> _Problem details_
Format the entries below as a JSON list of strings, one string per line, starting with the line containing "task: segment the <item>distant" and going through the line containing "[[[425,291],[423,290],[423,271],[421,271],[421,297],[424,298]]]". Skip blank lines and leave the pictures out.

Data records
BEGIN
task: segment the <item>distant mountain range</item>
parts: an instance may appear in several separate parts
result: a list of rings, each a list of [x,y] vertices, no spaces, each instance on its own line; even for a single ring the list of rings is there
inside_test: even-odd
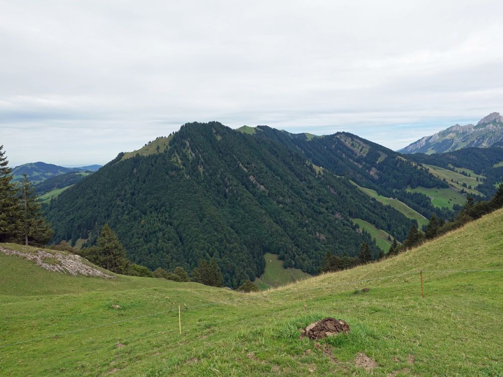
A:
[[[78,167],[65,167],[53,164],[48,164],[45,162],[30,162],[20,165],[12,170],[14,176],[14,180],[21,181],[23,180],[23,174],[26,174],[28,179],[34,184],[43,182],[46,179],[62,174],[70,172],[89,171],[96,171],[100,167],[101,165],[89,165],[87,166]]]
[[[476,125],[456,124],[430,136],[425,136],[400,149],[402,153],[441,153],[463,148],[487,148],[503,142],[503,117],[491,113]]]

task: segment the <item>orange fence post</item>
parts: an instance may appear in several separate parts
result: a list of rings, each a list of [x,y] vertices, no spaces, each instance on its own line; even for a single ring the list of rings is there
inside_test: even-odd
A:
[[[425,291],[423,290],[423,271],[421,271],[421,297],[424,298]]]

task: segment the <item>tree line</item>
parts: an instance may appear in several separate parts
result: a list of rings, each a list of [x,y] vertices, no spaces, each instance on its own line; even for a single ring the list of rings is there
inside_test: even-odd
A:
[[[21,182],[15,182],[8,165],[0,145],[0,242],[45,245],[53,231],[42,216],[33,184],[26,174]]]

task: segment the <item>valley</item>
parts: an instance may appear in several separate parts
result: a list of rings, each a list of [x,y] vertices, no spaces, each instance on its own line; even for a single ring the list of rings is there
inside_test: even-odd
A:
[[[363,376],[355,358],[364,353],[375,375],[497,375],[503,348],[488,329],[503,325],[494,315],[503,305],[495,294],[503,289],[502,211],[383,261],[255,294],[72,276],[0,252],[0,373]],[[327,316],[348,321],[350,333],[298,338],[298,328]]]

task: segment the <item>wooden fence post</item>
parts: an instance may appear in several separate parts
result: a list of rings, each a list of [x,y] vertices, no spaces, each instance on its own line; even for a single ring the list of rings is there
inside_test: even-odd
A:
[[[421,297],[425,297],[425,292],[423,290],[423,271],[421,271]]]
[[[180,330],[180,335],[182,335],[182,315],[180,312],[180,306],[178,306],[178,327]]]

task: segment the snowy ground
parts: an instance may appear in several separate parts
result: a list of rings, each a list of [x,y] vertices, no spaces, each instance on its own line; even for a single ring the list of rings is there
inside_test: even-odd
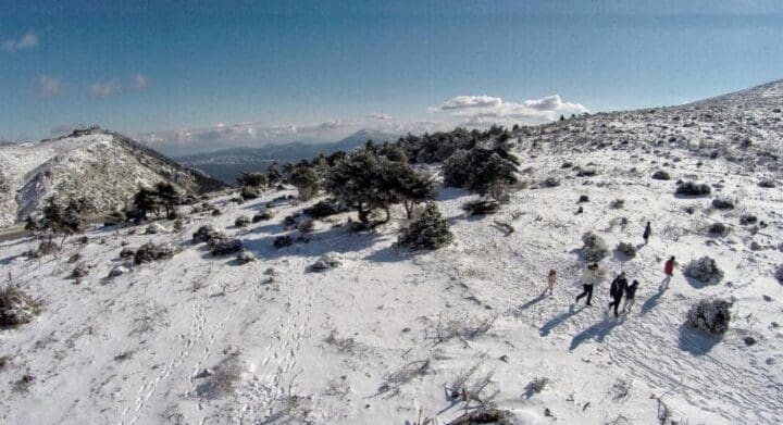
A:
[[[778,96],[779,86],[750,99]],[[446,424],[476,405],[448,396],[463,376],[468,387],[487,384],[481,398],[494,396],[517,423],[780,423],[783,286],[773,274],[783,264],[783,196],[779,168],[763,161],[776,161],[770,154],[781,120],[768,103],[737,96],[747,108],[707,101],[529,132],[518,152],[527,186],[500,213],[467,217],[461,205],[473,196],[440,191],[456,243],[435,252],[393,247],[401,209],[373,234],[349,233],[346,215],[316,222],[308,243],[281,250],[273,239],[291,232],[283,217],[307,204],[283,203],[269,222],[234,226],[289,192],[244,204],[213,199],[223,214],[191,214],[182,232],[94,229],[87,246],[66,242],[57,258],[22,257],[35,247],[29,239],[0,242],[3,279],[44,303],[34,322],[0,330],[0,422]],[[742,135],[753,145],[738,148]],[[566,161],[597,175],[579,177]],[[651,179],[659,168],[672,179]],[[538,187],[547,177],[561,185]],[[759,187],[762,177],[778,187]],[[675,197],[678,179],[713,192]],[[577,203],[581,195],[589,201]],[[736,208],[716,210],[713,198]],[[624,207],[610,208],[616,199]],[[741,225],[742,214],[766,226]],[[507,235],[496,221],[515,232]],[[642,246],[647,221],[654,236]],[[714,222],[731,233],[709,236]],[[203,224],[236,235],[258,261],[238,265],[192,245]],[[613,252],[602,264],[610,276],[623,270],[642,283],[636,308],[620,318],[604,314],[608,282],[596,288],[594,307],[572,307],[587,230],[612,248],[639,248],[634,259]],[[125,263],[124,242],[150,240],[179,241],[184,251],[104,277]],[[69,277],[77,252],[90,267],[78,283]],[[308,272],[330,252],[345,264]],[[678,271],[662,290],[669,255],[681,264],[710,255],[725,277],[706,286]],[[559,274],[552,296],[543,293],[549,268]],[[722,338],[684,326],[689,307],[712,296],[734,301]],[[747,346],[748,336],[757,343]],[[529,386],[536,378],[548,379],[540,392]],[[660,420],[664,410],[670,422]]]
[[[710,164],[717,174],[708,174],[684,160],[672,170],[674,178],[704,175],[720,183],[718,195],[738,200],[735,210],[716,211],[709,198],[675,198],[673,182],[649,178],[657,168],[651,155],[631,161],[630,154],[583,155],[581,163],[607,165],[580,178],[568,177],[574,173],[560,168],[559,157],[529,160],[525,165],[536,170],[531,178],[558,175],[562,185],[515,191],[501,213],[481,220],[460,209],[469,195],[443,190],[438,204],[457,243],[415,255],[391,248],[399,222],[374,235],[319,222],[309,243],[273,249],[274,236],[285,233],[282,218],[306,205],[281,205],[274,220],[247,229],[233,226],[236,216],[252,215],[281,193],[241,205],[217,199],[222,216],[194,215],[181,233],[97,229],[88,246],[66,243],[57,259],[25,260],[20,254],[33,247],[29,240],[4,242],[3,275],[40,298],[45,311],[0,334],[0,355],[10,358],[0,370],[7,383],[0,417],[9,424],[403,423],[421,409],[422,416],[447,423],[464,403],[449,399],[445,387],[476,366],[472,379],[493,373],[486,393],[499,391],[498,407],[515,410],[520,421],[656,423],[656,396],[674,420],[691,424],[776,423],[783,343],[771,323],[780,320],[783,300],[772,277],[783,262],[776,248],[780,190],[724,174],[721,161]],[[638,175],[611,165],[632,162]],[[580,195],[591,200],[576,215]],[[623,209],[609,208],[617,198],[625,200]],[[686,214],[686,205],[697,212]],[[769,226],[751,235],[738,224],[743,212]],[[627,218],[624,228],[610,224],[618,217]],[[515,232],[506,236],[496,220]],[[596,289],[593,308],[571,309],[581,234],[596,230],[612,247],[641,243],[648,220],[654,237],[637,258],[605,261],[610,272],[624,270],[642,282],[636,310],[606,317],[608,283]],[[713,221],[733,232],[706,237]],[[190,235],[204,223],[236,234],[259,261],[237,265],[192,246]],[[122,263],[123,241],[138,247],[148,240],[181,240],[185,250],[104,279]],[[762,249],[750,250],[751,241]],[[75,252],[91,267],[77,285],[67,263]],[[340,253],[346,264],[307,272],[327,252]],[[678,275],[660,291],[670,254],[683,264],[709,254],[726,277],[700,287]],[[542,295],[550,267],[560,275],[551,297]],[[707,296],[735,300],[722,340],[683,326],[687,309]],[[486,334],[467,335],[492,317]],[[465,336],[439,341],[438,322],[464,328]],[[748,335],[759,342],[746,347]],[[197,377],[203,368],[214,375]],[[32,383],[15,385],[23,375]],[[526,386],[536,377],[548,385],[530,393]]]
END
BEGIN
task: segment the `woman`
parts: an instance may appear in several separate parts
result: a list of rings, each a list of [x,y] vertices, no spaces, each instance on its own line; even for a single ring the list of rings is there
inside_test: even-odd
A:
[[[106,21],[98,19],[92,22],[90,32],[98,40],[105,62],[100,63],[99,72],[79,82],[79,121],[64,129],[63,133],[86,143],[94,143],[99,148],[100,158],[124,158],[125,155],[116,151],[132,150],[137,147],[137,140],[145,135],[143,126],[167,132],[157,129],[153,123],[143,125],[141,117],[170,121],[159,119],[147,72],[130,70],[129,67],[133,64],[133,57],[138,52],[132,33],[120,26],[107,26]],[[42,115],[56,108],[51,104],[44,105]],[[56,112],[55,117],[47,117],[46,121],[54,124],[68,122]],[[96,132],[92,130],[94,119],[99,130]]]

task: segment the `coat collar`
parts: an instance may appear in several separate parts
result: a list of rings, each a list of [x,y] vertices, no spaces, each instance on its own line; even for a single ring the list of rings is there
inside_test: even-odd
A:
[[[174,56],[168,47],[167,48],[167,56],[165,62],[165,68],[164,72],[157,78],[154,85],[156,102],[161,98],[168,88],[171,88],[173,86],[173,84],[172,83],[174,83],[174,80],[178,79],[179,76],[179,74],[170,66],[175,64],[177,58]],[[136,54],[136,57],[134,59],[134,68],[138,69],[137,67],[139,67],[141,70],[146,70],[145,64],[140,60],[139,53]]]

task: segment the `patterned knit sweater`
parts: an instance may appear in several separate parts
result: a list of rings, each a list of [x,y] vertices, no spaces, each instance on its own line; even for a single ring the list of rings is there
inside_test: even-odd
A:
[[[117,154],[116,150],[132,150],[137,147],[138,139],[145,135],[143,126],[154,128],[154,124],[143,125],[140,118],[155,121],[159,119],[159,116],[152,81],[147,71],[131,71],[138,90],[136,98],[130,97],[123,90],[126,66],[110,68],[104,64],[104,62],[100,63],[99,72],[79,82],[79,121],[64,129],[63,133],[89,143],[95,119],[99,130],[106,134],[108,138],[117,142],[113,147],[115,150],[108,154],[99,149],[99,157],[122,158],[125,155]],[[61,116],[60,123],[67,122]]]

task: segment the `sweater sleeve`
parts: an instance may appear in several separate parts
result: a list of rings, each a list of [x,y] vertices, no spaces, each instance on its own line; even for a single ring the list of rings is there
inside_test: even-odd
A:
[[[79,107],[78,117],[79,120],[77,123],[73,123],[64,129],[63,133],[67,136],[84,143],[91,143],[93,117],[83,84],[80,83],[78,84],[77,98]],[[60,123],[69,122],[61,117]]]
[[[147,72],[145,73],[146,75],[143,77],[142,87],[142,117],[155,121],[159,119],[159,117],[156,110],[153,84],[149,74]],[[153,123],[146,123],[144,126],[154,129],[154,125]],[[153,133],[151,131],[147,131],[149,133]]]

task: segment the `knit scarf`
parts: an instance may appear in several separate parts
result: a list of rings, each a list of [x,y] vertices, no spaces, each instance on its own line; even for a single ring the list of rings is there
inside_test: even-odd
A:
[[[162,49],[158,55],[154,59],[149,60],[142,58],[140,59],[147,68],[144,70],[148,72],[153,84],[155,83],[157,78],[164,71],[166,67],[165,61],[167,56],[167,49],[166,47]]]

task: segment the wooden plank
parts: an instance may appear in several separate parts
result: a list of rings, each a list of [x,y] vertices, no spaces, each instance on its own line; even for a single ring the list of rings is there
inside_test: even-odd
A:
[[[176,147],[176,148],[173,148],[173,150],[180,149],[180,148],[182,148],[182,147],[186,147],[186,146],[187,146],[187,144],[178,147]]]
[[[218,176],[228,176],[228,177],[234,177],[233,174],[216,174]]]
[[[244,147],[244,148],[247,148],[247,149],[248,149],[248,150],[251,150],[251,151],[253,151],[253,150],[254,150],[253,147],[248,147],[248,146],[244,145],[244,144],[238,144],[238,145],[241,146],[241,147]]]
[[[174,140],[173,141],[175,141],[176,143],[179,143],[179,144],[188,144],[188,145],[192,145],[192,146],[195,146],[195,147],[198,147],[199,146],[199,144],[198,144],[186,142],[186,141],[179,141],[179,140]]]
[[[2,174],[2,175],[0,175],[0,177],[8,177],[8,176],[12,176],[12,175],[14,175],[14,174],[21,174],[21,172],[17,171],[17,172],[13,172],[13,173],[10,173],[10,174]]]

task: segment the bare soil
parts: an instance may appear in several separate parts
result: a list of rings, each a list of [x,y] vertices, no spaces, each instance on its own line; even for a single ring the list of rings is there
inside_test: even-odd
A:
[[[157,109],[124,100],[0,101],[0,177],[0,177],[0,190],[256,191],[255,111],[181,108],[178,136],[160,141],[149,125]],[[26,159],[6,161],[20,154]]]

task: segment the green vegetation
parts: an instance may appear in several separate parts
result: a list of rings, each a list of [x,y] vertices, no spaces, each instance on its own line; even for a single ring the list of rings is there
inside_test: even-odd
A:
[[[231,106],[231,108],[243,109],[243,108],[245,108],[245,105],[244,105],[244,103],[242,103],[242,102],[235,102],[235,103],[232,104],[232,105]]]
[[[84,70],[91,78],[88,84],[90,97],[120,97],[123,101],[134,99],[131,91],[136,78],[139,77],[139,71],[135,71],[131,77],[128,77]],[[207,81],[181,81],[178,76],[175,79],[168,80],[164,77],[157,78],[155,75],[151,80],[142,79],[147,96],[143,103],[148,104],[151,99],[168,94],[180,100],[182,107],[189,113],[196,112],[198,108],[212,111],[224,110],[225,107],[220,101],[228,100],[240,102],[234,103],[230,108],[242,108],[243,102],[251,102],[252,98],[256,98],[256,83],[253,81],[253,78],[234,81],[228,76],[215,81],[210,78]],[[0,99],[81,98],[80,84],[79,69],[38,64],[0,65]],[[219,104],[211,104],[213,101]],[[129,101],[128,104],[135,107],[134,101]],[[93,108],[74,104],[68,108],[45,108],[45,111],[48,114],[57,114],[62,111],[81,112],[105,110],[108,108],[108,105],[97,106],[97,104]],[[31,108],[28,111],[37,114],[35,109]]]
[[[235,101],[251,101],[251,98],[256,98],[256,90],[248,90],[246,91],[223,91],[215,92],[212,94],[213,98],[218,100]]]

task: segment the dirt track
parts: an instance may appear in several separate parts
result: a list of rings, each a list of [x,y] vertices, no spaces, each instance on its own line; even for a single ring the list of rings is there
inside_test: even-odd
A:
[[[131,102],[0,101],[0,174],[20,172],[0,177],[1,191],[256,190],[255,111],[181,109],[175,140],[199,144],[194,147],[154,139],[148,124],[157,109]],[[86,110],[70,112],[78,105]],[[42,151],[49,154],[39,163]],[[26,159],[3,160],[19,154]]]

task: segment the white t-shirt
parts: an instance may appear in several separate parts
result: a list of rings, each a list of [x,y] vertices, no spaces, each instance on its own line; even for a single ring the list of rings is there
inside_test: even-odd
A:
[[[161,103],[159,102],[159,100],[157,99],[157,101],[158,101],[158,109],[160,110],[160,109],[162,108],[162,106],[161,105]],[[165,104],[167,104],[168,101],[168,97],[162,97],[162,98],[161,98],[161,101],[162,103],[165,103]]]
END
> _Written response_
[
  "task: segment the <item>distant mountain range</item>",
  "parts: an instance may appear in several separate parts",
  "result: a list of rings, each a list of [x,y] vertices, no spaces, each instance on its own line; even for a single ring the list of rings is there",
  "inside_test: even-odd",
  "A:",
  "[[[78,167],[65,167],[53,164],[48,164],[45,162],[30,162],[20,165],[12,170],[14,176],[14,180],[21,181],[23,180],[23,174],[26,174],[28,179],[34,184],[43,182],[46,179],[62,174],[70,172],[89,171],[96,171],[100,167],[101,165],[89,165],[87,166]]]",
  "[[[476,125],[456,124],[430,136],[425,136],[400,149],[402,153],[441,153],[463,148],[487,148],[503,142],[503,117],[491,113]]]",
  "task: segment the <item>orange fence post</item>",
  "parts: an instance may appear in several separate parts",
  "result: a list of rings, each a list of [x,y] vertices, no spaces, each instance on its own line; even for a single ring the list of rings is there",
  "inside_test: even-odd",
  "A:",
  "[[[425,291],[423,290],[423,271],[421,271],[421,297],[424,298]]]"
]